** Texto **
○ ○ ○ ○ ○

Pesquisa CNT: para além dos dados eleitorais, a opinião sobre as instituições – Por: Dennis de Oliveira

A última pesquisa da CNT traz alguns dados interessantes, além dos que foram amplamente divulgados pela mídia sobre as eleições presidenciais. Ative-me na leitura da íntegra do relatório sobre a opinião dos entrevistados sobre algumas instituições.

Em 2007, a Universidade Harvard fez um estudo parecido com a população dos EUA sobre as instituições daquele país. Havia um descontentamento grande com os rumos do governo Bush, os desdobramentos da invasão do Iraque e do Afeganistão e a crise econômica. Isto motivou uma crítica dura dos norte-americanos a praticamente todas as instituições-chave do sistema democrático, principalmente aquelas mais marcadamente de espírito liberal: o poder executivo, o legislativo, a imprensa. Em compensação, instituições de inspiração não liberal ou conservadora eram melhor avaliadas, como as Forças Armadas.

A imprensa foi uma das piores avaliadas, perdendo apenas para o Congresso. A maioria esmagadora dizia que ela manipulava a informação, que defendia determinados candidatos e não informava corretamente o público, além de estar articulada com grupos de poder.

○ ○ ○ ○ ○

** Entradas de dados **
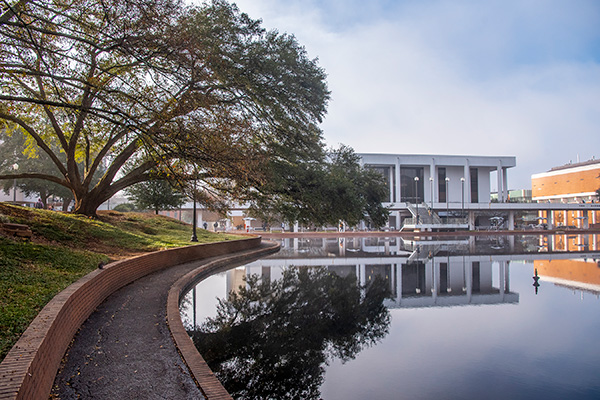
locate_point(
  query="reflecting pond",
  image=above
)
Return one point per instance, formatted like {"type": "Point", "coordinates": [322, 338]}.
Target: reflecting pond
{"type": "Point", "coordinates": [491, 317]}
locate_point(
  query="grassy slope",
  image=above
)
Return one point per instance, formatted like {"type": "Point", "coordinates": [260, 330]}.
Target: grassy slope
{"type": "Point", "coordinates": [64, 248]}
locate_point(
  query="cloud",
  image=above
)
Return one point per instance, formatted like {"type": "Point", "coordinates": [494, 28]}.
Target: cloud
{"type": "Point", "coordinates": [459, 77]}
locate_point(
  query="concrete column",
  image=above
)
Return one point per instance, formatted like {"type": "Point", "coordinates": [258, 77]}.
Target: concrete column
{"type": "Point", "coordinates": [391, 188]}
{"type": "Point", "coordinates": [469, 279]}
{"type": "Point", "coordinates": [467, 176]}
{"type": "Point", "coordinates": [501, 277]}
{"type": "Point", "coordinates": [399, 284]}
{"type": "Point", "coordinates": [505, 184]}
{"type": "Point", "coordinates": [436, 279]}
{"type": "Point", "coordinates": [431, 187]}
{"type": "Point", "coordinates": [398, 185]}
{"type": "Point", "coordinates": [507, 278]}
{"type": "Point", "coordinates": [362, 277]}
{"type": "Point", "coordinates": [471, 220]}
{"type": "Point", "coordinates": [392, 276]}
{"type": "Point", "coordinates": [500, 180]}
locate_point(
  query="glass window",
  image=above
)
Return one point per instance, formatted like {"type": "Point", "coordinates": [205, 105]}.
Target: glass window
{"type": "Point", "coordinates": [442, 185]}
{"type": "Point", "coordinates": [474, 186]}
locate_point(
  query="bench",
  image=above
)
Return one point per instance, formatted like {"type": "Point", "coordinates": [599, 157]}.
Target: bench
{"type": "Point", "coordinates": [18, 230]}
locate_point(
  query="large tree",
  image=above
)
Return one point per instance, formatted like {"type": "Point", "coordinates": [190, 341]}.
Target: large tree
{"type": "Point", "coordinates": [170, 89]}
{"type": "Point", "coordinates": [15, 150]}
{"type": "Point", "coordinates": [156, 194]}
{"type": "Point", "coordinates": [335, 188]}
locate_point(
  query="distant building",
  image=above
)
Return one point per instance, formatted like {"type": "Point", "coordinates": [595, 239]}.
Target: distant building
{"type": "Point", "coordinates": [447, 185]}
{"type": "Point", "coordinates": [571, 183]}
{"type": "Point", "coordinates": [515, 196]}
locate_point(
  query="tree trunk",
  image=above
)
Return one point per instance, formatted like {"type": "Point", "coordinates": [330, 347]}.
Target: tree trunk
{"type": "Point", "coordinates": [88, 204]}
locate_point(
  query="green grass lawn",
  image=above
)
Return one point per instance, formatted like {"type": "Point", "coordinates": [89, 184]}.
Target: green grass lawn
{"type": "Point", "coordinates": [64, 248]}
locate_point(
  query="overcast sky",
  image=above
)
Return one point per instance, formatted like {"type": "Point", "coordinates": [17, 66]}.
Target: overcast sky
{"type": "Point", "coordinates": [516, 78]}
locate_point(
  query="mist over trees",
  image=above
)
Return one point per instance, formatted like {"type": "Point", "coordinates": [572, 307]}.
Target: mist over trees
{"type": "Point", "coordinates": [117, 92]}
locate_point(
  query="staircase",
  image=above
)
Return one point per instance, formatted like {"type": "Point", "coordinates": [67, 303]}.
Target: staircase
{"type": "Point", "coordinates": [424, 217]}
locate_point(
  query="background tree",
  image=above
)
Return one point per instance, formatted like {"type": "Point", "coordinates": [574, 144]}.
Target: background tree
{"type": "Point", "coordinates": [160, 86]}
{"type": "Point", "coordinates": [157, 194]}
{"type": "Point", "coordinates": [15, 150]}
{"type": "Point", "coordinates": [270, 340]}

○ ○ ○ ○ ○

** Exercício escrito A **
Copie do texto sobre a pesquisa CNT o trecho que vai de "Em 2007, a Universidade" até "grupos de poder.".
** Exercício escrito B **
Continue o texto sobre a pesquisa CNT, começando logo após a última frase.

** Resposta do exercício A **
Em 2007, a Universidade Harvard fez um estudo parecido com a população dos EUA sobre as instituições daquele país. Havia um descontentamento grande com os rumos do governo Bush, os desdobramentos da invasão do Iraque e do Afeganistão e a crise econômica. Isto motivou uma crítica dura dos norte-americanos a praticamente todas as instituições-chave do sistema democrático, principalmente aquelas mais marcadamente de espírito liberal: o poder executivo, o legislativo, a imprensa. Em compensação, instituições de inspiração não liberal ou conservadora eram melhor avaliadas, como as Forças Armadas.

A imprensa foi uma das piores avaliadas, perdendo apenas para o Congresso. A maioria esmagadora dizia que ela manipulava a informação, que defendia determinados candidatos e não informava corretamente o público, além de estar articulada com grupos de poder.

** Resposta do exercício B **
A pesquisa feita pela CNT em setembro tem resultados semelhantes a alguns da norte-americana. Com um detalhe: enquanto a pesquisa de Harvard captou um sentimento de descontentamento crescente da opinião pública norte-americana com o governo, a da CNT ocorre em um momento diverso, a de uma recuperação da confiança da população brasileira nos rumos do atual governo. A pesquisa de Harvard indicava já a preferência dos norte-americanos por um candidato da oposição e uma avaliação bastante negativa do então presidente dos EUA. Por aqui, a pesquisa da CNT demonstra uma recuperação das intenções de voto na atual presidenta da República, uma estagnação dos candidatos de oposição e uma leve recuperação na confiança nos rumos da economia do país. A avaliação da imagem da atual presidenta também melhora e o seu partido continua tendo a preferência dos eleitores segundo esta mesma pesquisa.

Agora, há uma coincidência nas críticas a instituições. Exceto no caso do Judiciário, no qual os norte-americanos depositavam grande confiança (enquanto por aqui, apenas 28% dos brasileiros confiam sempre ou muito na Justiça); a pesquisa CNT captou que apenas 34,8% confia na mídia; 14,3% no Congresso Nacional; 27% no serviço público, 30,2% na polícia. Em compensação, 62,6% confia na igreja; 53,5% nas Forças Armadas. Apesar disto, a percepção de religião e política não se devem misturar é majoritária: 57,8% é contra a candidatura de líderes políticos e 66,2% afirmaram que não votariam em um candidato indicado pela igreja.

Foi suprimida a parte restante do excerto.